***** Task inputs
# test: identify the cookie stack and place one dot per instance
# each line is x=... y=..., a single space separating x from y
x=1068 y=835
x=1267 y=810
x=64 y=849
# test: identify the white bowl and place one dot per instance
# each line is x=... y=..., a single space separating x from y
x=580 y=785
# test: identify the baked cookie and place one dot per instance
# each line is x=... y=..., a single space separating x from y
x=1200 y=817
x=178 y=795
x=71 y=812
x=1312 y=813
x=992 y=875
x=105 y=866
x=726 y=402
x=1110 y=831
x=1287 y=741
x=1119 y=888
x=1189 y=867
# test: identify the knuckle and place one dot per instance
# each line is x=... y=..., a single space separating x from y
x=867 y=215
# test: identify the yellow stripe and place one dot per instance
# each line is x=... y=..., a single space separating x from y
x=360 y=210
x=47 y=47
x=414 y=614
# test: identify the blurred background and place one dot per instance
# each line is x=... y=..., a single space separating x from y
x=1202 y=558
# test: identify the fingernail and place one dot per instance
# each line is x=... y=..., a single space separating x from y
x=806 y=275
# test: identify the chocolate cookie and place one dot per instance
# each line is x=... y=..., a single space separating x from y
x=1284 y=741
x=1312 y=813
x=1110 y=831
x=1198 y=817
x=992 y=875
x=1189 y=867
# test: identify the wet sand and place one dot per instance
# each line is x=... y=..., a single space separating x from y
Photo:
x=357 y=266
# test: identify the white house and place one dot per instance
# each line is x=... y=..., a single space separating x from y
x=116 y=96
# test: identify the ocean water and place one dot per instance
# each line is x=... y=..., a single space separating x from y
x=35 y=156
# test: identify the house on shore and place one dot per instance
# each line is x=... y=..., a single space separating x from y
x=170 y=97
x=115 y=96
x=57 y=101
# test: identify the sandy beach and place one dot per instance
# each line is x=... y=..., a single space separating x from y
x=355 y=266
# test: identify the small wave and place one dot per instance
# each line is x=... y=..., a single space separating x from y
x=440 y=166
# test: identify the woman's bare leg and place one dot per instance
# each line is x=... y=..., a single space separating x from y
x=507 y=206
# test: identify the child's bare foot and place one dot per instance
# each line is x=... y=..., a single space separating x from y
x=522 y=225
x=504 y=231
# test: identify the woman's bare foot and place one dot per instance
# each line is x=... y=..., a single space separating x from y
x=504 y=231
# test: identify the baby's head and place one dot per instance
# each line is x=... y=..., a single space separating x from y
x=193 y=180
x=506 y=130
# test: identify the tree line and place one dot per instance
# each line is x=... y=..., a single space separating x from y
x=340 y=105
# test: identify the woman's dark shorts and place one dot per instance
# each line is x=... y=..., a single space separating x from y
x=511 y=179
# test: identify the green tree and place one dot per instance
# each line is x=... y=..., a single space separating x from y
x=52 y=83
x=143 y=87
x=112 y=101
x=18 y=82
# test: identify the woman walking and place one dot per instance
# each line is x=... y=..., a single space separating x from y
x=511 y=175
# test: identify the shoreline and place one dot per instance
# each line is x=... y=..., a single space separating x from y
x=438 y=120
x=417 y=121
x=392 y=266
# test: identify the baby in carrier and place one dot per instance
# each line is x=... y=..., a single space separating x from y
**********
- _Exercise requirements_
Starting at the line that contains "# test: identify the small", write out every line through the end of the entries, exactly and with nothing added.

- _Response to this task_
# test: identify the small wave and place one dot per instance
# each line is x=... y=..., a single space separating x from y
x=440 y=166
# test: identify the woman's bare leg and place one dot per instance
# each line is x=... y=..., a single space separating x from y
x=507 y=206
# test: identify the child's bare foot and place one dot per instance
# each line is x=... y=..., a single space separating x from y
x=522 y=225
x=504 y=231
# test: identify the woman's bare foot and place one dot per instance
# each line is x=... y=..., a single space separating x from y
x=504 y=231
# test: identify the baby's head and place one dot per instance
# each line is x=... y=..., a single space separating x from y
x=193 y=180
x=506 y=130
# test: identify the tree line and place one dot per instance
# each line is x=... y=..., a single space separating x from y
x=340 y=105
# test: identify the woman's dark shorts and place one dot per instance
# each line is x=... y=..., a single space separating x from y
x=511 y=179
# test: identify the green tree and place one dot per instance
# each line is x=... y=..., a single space separating x from y
x=52 y=83
x=143 y=87
x=112 y=101
x=18 y=82
# test: identify the woman walking and place one dot per instance
# each line is x=... y=..., a single space separating x from y
x=511 y=175
# test: identify the shoreline and place one dot per instance
# each line is x=... y=..., a single space separating x from y
x=438 y=120
x=417 y=121
x=392 y=266
# test: identify the baby in carrier and place one dot per instance
# each line is x=... y=..., a single space separating x from y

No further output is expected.